Object point labels:
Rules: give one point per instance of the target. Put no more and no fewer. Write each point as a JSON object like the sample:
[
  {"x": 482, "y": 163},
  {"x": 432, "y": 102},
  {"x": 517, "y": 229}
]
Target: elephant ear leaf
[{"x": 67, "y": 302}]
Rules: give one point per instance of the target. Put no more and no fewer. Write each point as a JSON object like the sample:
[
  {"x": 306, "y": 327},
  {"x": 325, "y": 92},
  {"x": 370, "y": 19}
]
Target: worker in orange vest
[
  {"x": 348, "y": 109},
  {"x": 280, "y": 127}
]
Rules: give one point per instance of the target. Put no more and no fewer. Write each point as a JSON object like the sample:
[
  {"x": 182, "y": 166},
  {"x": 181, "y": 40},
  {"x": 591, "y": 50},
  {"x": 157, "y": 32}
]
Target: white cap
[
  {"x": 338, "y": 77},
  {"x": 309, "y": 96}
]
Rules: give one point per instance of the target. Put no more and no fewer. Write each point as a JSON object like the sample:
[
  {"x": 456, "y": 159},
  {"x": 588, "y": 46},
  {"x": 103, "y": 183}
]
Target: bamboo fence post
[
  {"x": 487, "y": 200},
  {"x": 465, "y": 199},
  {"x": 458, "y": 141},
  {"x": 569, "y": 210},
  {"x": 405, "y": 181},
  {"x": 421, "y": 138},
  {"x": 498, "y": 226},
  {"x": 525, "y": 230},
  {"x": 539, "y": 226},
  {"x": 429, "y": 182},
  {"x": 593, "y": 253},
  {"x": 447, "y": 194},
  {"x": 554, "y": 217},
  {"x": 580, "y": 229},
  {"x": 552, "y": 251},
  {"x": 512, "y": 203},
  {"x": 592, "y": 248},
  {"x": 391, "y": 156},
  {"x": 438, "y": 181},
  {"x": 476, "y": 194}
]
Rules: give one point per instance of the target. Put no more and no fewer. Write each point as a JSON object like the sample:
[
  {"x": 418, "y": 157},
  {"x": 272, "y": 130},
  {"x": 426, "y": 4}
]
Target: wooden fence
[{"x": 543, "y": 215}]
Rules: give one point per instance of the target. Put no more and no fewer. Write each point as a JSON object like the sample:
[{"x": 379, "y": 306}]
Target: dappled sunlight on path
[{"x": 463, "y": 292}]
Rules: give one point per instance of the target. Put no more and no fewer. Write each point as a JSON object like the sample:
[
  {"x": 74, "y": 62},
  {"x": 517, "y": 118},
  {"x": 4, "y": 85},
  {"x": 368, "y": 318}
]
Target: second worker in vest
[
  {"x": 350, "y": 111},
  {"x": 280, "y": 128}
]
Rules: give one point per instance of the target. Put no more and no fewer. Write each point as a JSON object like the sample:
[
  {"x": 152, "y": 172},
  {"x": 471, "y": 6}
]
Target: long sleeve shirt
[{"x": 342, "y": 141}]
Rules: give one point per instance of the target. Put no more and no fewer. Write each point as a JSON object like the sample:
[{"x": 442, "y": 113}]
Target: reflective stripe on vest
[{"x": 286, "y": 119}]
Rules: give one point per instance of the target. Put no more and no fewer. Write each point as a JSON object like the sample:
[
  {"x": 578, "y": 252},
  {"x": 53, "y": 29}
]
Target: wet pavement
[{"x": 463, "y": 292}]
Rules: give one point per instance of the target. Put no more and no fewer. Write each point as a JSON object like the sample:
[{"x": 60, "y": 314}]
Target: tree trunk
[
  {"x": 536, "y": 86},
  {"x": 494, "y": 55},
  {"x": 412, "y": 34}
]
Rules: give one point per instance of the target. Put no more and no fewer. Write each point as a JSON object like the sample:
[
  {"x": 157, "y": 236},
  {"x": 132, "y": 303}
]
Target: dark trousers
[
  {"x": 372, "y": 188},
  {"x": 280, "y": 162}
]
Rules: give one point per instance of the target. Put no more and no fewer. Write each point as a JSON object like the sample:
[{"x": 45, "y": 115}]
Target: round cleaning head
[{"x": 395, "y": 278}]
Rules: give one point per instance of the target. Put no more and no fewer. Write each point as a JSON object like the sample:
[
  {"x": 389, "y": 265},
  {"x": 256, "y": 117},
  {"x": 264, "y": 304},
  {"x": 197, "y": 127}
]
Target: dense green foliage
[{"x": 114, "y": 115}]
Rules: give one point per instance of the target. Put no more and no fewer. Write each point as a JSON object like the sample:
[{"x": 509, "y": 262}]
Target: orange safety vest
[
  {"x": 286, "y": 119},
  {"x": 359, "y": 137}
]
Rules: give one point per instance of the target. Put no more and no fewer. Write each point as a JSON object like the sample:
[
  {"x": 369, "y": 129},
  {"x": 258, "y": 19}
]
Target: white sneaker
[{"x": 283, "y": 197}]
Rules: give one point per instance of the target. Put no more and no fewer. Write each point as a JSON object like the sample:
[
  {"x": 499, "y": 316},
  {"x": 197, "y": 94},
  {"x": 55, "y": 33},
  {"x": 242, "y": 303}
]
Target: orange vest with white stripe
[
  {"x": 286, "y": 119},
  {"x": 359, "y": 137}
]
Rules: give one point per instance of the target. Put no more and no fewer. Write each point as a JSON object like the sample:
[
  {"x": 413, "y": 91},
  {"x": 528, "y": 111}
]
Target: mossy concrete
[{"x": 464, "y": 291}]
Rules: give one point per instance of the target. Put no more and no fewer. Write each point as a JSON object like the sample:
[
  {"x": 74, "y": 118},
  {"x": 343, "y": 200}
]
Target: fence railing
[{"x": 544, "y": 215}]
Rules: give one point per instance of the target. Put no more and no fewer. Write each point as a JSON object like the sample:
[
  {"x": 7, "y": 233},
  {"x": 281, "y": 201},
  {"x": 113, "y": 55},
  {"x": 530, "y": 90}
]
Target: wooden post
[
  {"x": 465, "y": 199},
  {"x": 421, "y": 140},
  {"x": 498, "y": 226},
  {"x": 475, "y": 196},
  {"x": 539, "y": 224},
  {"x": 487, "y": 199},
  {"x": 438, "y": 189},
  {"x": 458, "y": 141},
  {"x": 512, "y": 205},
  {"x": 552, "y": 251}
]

## WHAT NEEDS TO BE DONE
Print the whole listing again, exactly.

## CORRECT ANSWER
Rules: give one point per instance of the target. Put no more and no fewer. Write each point as a JSON object like the sample:
[
  {"x": 482, "y": 163},
  {"x": 432, "y": 102},
  {"x": 517, "y": 229}
]
Target: elephant ear leaf
[{"x": 67, "y": 302}]
Rules: give one point per instance of the target. Put no more and no fewer. Write each point as a JSON object like the sample:
[
  {"x": 306, "y": 327},
  {"x": 325, "y": 92},
  {"x": 370, "y": 19}
]
Target: worker in orange vest
[
  {"x": 348, "y": 109},
  {"x": 280, "y": 127}
]
Rules: give one point per instance of the target. Put no more and no fewer. Write each point as a JSON object like the sample:
[
  {"x": 182, "y": 166},
  {"x": 181, "y": 40},
  {"x": 591, "y": 50},
  {"x": 157, "y": 32}
]
Target: white cap
[
  {"x": 338, "y": 77},
  {"x": 309, "y": 96}
]
Rules: give one point per instance of the target. Put no more and no fewer. Write each point as a JSON object like the sample:
[
  {"x": 456, "y": 159},
  {"x": 588, "y": 46},
  {"x": 103, "y": 183}
]
Target: bamboo fence post
[
  {"x": 487, "y": 200},
  {"x": 465, "y": 199},
  {"x": 458, "y": 141},
  {"x": 569, "y": 210},
  {"x": 405, "y": 181},
  {"x": 421, "y": 138},
  {"x": 498, "y": 226},
  {"x": 525, "y": 230},
  {"x": 539, "y": 226},
  {"x": 429, "y": 182},
  {"x": 593, "y": 253},
  {"x": 447, "y": 194},
  {"x": 554, "y": 217},
  {"x": 580, "y": 229},
  {"x": 552, "y": 251},
  {"x": 512, "y": 203},
  {"x": 592, "y": 248},
  {"x": 391, "y": 156},
  {"x": 438, "y": 181},
  {"x": 476, "y": 194}
]
Rules: give one point per instance of the target. Put no more and no fewer. Write each point as a JSON object like the sample:
[
  {"x": 418, "y": 157},
  {"x": 272, "y": 130},
  {"x": 426, "y": 4}
]
Target: wooden fence
[{"x": 543, "y": 215}]
Rules: give one point per instance of the target. Put no more and no fewer. Write each point as a JSON object like the sample:
[{"x": 379, "y": 306}]
Target: dappled sunlight on path
[{"x": 463, "y": 292}]
Rules: give one point per instance of the target. Put no more and no fewer. Write each point as a JSON object like the sample:
[
  {"x": 74, "y": 62},
  {"x": 517, "y": 118},
  {"x": 4, "y": 85},
  {"x": 368, "y": 318}
]
Target: second worker in vest
[
  {"x": 350, "y": 111},
  {"x": 280, "y": 128}
]
Rules: give one point per instance of the target. Put no more and no fewer. Write each point as a JSON object like the sample:
[
  {"x": 152, "y": 172},
  {"x": 471, "y": 6}
]
Target: long sleeve shirt
[{"x": 342, "y": 141}]
Rules: give one point per instance of the target. Put no more and no fewer. Write each point as a JSON object like the sample:
[{"x": 442, "y": 113}]
Target: reflective stripe on vest
[{"x": 286, "y": 119}]
Rules: give one point per instance of the target. Put no more and no fewer. Write each point as a JSON object like the sample:
[
  {"x": 578, "y": 252},
  {"x": 53, "y": 29}
]
Target: wet pavement
[{"x": 463, "y": 292}]
Rules: give one point per instance of the target. Put no more and no fewer. Write each point as a JSON object like the sample:
[{"x": 60, "y": 314}]
Target: tree trunk
[
  {"x": 536, "y": 86},
  {"x": 494, "y": 55},
  {"x": 412, "y": 34}
]
Rules: give one point per instance of the target. Put no more and no fewer. Write each point as a JSON object like the sample:
[
  {"x": 157, "y": 236},
  {"x": 132, "y": 303}
]
Target: dark trousers
[
  {"x": 372, "y": 188},
  {"x": 280, "y": 162}
]
Rules: give one point per instance of the target. Put no more and no fewer. Write each point as a JSON object like the sample:
[{"x": 45, "y": 115}]
Target: round cleaning head
[{"x": 395, "y": 278}]
Rules: give one point per instance of the target. Put no more and no fewer. Write each point as a JSON object like the sample:
[
  {"x": 389, "y": 265},
  {"x": 256, "y": 117},
  {"x": 264, "y": 304},
  {"x": 197, "y": 127}
]
Target: dense green foliage
[{"x": 114, "y": 115}]
Rules: give one point per instance of the target. Put no more and no fewer. Write each point as a JSON object like the sample:
[{"x": 509, "y": 262}]
Target: orange safety vest
[
  {"x": 286, "y": 119},
  {"x": 359, "y": 137}
]
Rules: give one point per instance of the target. Put no more and no fewer. Write each point as a JSON object like the sample:
[
  {"x": 369, "y": 129},
  {"x": 258, "y": 19}
]
Target: white sneaker
[{"x": 283, "y": 197}]
Rules: give one point per instance of the target. Put no more and no fewer. Write each point as a JSON object like the sample:
[
  {"x": 499, "y": 316},
  {"x": 197, "y": 94},
  {"x": 55, "y": 33},
  {"x": 242, "y": 303}
]
Target: orange vest with white stripe
[
  {"x": 286, "y": 119},
  {"x": 359, "y": 137}
]
Rules: give one point per instance of the target. Put no more and no fewer. Write each point as a JSON object like the sample:
[
  {"x": 413, "y": 91},
  {"x": 528, "y": 111}
]
Target: mossy concrete
[{"x": 464, "y": 291}]
Rules: give one point per instance of the target. Put no more and no fewer. Write each point as a JSON object like the sample:
[
  {"x": 74, "y": 118},
  {"x": 343, "y": 200}
]
Target: fence railing
[{"x": 544, "y": 215}]
Rules: give one point per instance of the target. Put no more and no fewer. Write each point as a JSON object like the sample:
[
  {"x": 7, "y": 233},
  {"x": 281, "y": 201},
  {"x": 113, "y": 55},
  {"x": 530, "y": 90}
]
Target: wooden post
[
  {"x": 465, "y": 199},
  {"x": 421, "y": 140},
  {"x": 498, "y": 226},
  {"x": 475, "y": 196},
  {"x": 539, "y": 224},
  {"x": 487, "y": 199},
  {"x": 438, "y": 189},
  {"x": 458, "y": 141},
  {"x": 512, "y": 205},
  {"x": 552, "y": 251}
]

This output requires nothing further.